What you are asked to do:
Find every line in the records below that contains the word "tent" and copy each of those lines.

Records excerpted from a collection
= = =

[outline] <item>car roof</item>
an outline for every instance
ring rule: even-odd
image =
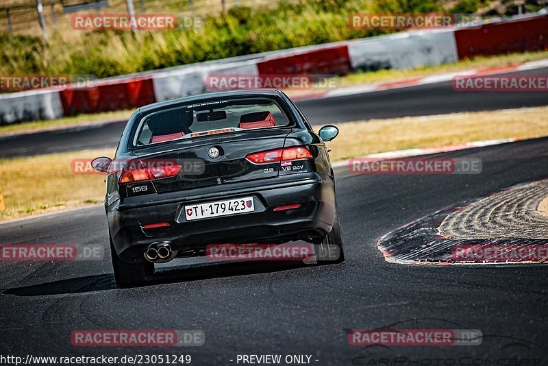
[[[282,92],[277,89],[253,89],[253,90],[228,90],[216,93],[206,93],[203,94],[199,94],[197,95],[191,95],[188,97],[183,97],[182,98],[176,98],[174,99],[169,99],[164,101],[158,101],[153,103],[152,104],[147,104],[139,108],[139,112],[142,114],[148,114],[158,110],[164,109],[171,106],[177,106],[179,104],[186,103],[195,101],[203,101],[207,99],[212,99],[216,98],[229,97],[272,97],[277,95],[281,97]]]

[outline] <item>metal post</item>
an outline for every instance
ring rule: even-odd
[[[10,9],[5,9],[5,16],[8,18],[8,29],[10,33],[13,33],[13,26],[12,25],[12,19],[10,17]]]
[[[2,195],[2,188],[0,188],[0,211],[5,210],[5,201],[4,201],[4,196]]]
[[[46,23],[44,22],[44,7],[42,6],[42,0],[36,0],[36,10],[38,12],[40,27],[42,28],[42,41],[46,43]]]
[[[57,16],[55,16],[55,5],[51,3],[49,5],[49,8],[51,10],[51,20],[53,21],[53,28],[57,29]]]
[[[127,5],[127,14],[129,15],[129,19],[132,22],[135,21],[135,9],[133,7],[133,0],[125,0],[125,4]],[[137,26],[133,27],[133,31],[137,30]]]

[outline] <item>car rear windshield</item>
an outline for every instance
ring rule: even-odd
[[[205,101],[154,112],[138,122],[134,147],[204,135],[285,126],[290,120],[270,98]]]

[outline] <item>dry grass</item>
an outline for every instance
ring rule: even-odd
[[[71,162],[114,153],[114,149],[102,149],[0,160],[0,186],[5,200],[0,220],[102,202],[104,176],[73,174]]]
[[[510,53],[493,57],[477,57],[473,60],[464,60],[453,64],[434,66],[418,67],[409,70],[379,70],[375,72],[358,72],[339,79],[339,86],[352,86],[362,84],[392,81],[410,77],[420,77],[453,71],[473,69],[491,69],[519,65],[529,61],[538,61],[548,58],[548,51]]]
[[[60,130],[70,127],[101,123],[103,122],[127,120],[133,110],[117,110],[104,112],[96,114],[80,114],[78,116],[63,117],[49,121],[35,121],[0,126],[0,136],[14,134],[25,134]]]
[[[320,126],[315,126],[318,130]],[[515,137],[548,136],[548,107],[341,123],[333,160],[369,154]]]
[[[328,143],[334,161],[403,149],[548,136],[548,107],[361,121],[339,127],[338,137]],[[6,206],[0,221],[101,203],[103,176],[74,175],[71,162],[112,156],[114,152],[101,149],[0,160],[0,187]]]

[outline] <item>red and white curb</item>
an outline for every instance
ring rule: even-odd
[[[427,85],[450,82],[457,76],[475,77],[486,75],[501,75],[508,73],[523,71],[526,70],[536,70],[537,69],[543,69],[545,67],[548,67],[548,59],[540,60],[538,61],[530,61],[519,65],[494,67],[490,69],[473,69],[471,70],[462,70],[460,71],[444,73],[429,76],[410,77],[400,80],[373,83],[364,85],[359,85],[357,86],[349,86],[347,88],[340,88],[338,89],[334,89],[332,90],[311,93],[306,95],[300,95],[298,97],[292,97],[291,99],[293,100],[302,101],[333,98],[335,97],[343,97],[353,95],[356,94],[364,94],[366,93],[387,90],[389,89],[399,89],[401,88],[408,88],[409,86],[416,86],[419,85]]]
[[[357,158],[381,158],[381,159],[397,159],[400,158],[410,158],[412,156],[420,156],[421,155],[430,155],[432,154],[440,154],[444,152],[457,151],[459,150],[466,150],[467,149],[474,149],[475,147],[484,147],[486,146],[493,146],[495,145],[506,144],[508,143],[515,143],[521,141],[520,138],[501,138],[498,140],[486,140],[484,141],[473,141],[463,144],[448,145],[445,146],[435,146],[431,147],[423,147],[421,149],[408,149],[406,150],[395,150],[393,151],[386,151],[377,154],[371,154]],[[349,164],[349,160],[344,160],[334,162],[332,166],[333,168],[346,167]]]

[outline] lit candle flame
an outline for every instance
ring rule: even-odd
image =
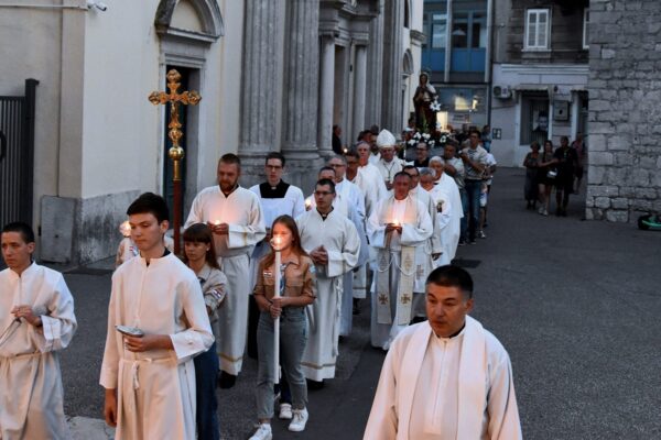
[[[128,220],[119,226],[119,232],[121,232],[123,237],[131,237],[131,226]]]

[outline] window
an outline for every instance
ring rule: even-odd
[[[583,10],[583,48],[589,48],[589,8]]]
[[[549,9],[529,9],[525,19],[527,51],[548,51],[551,34],[551,11]]]
[[[447,32],[447,14],[432,14],[432,47],[445,48],[445,36]]]

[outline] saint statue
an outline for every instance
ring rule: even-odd
[[[420,131],[434,131],[436,128],[435,111],[431,109],[432,102],[436,99],[436,89],[429,82],[426,73],[420,74],[420,84],[413,95],[413,106],[415,108],[415,127]]]

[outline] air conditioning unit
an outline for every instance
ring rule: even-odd
[[[498,99],[510,99],[512,90],[508,86],[494,86],[494,97]]]

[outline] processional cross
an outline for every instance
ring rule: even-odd
[[[197,91],[182,91],[177,92],[182,79],[182,76],[175,69],[167,73],[167,88],[170,92],[165,91],[152,91],[149,96],[149,101],[154,106],[170,103],[170,123],[167,124],[167,138],[172,141],[172,147],[167,151],[167,156],[172,160],[173,164],[173,176],[172,184],[174,189],[174,216],[173,216],[173,229],[174,229],[174,253],[180,253],[180,233],[182,227],[182,161],[184,158],[184,148],[181,147],[180,141],[184,135],[182,123],[178,120],[178,105],[184,106],[191,105],[196,106],[202,97]]]

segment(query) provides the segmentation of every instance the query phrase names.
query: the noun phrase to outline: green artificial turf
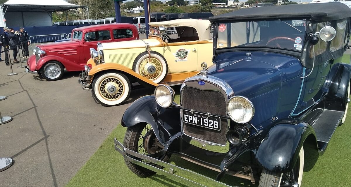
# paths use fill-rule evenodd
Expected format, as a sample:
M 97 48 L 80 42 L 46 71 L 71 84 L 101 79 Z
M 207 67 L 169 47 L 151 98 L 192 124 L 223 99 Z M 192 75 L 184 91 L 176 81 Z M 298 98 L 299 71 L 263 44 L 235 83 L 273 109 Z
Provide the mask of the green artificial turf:
M 350 62 L 350 55 L 342 59 Z M 345 62 L 344 62 L 345 61 Z M 179 87 L 176 101 L 179 103 Z M 346 122 L 338 127 L 323 156 L 308 148 L 305 149 L 305 164 L 302 186 L 339 187 L 351 185 L 351 107 L 349 107 Z M 113 138 L 123 142 L 126 128 L 118 125 L 100 148 L 69 181 L 71 186 L 187 186 L 157 174 L 142 178 L 134 174 L 127 168 L 123 157 L 115 150 Z M 267 155 L 267 157 L 270 156 Z M 171 163 L 184 168 L 214 178 L 218 173 L 185 161 L 177 156 L 171 158 Z M 196 180 L 196 179 L 194 179 Z M 226 176 L 223 181 L 238 186 L 257 186 L 248 180 Z

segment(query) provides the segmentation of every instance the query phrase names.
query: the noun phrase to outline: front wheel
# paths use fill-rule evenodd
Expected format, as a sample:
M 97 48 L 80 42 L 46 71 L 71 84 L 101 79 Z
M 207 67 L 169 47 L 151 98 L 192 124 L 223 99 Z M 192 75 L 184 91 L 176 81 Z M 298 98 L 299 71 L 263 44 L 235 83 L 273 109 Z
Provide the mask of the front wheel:
M 95 99 L 105 106 L 121 105 L 131 93 L 131 83 L 122 73 L 110 72 L 99 75 L 93 81 L 92 92 Z
M 164 148 L 157 139 L 151 125 L 147 123 L 128 127 L 124 136 L 123 145 L 128 149 L 146 155 L 158 152 Z M 170 156 L 165 153 L 155 158 L 167 162 L 170 157 Z M 144 161 L 143 160 L 140 160 Z M 147 177 L 155 173 L 127 160 L 125 161 L 129 169 L 140 177 Z M 149 164 L 160 169 L 163 167 L 152 163 Z
M 64 67 L 57 61 L 49 61 L 44 64 L 40 70 L 40 74 L 49 81 L 59 80 L 64 74 Z
M 341 126 L 342 125 L 344 124 L 345 122 L 345 120 L 346 120 L 346 114 L 347 113 L 347 109 L 349 108 L 349 101 L 347 101 L 348 99 L 350 98 L 350 82 L 349 82 L 349 85 L 347 86 L 347 87 L 346 88 L 347 89 L 346 91 L 346 93 L 347 95 L 346 95 L 346 100 L 345 101 L 345 103 L 346 104 L 346 106 L 345 107 L 345 112 L 344 113 L 344 117 L 343 117 L 343 118 L 341 119 L 341 121 L 340 122 L 340 124 L 339 124 L 339 126 Z
M 288 173 L 281 173 L 262 170 L 259 182 L 259 187 L 283 187 L 300 186 L 304 170 L 304 148 L 302 147 L 295 166 Z M 298 185 L 298 186 L 297 185 Z

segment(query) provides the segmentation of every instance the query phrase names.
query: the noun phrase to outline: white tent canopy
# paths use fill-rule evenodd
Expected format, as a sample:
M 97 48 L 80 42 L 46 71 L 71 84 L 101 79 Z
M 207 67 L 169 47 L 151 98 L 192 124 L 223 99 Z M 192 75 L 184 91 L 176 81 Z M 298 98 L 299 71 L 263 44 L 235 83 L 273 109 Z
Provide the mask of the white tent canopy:
M 9 0 L 2 4 L 4 12 L 53 12 L 86 7 L 64 0 Z
M 52 26 L 52 12 L 87 7 L 64 0 L 9 0 L 1 6 L 1 27 Z

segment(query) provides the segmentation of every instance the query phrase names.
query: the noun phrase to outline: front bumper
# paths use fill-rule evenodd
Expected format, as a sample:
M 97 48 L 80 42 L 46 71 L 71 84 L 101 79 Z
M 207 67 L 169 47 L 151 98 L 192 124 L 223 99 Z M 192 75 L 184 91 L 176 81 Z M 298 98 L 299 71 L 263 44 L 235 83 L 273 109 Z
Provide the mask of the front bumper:
M 84 70 L 79 73 L 79 78 L 78 79 L 78 82 L 82 86 L 82 88 L 84 90 L 89 91 L 90 88 L 91 81 L 89 75 L 89 72 L 90 68 L 87 66 L 84 66 Z
M 28 68 L 28 67 L 27 66 L 26 66 L 26 67 L 25 67 L 25 68 L 26 69 L 26 72 L 27 73 L 31 73 L 32 74 L 38 74 L 38 72 L 37 71 L 31 71 L 31 70 L 29 69 Z
M 155 172 L 159 174 L 171 178 L 176 181 L 186 184 L 190 186 L 206 186 L 204 184 L 213 186 L 230 186 L 195 172 L 128 149 L 115 138 L 114 139 L 114 141 L 115 149 L 122 154 L 125 160 Z M 158 168 L 137 160 L 135 159 L 136 158 L 161 166 L 165 167 L 166 170 Z M 178 173 L 180 175 L 178 175 Z M 204 184 L 201 184 L 182 176 L 187 176 L 187 177 L 196 179 L 197 180 L 204 182 Z

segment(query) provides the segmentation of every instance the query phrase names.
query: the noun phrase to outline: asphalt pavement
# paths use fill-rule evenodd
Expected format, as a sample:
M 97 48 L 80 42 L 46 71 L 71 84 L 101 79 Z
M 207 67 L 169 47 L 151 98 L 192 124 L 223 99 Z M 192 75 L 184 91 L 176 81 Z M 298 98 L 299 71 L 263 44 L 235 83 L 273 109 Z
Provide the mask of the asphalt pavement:
M 120 123 L 131 103 L 153 92 L 152 88 L 133 89 L 125 104 L 103 107 L 81 89 L 79 72 L 65 72 L 61 80 L 48 81 L 18 64 L 13 67 L 18 74 L 9 76 L 9 66 L 0 62 L 0 96 L 7 97 L 0 101 L 0 110 L 13 118 L 0 125 L 0 157 L 15 161 L 0 172 L 0 186 L 64 186 Z

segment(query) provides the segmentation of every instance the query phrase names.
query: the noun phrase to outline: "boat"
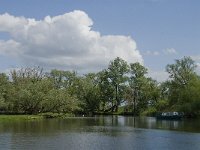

= = =

Result:
query: the noun phrase to outline: white tent canopy
Provide the mask of the white tent canopy:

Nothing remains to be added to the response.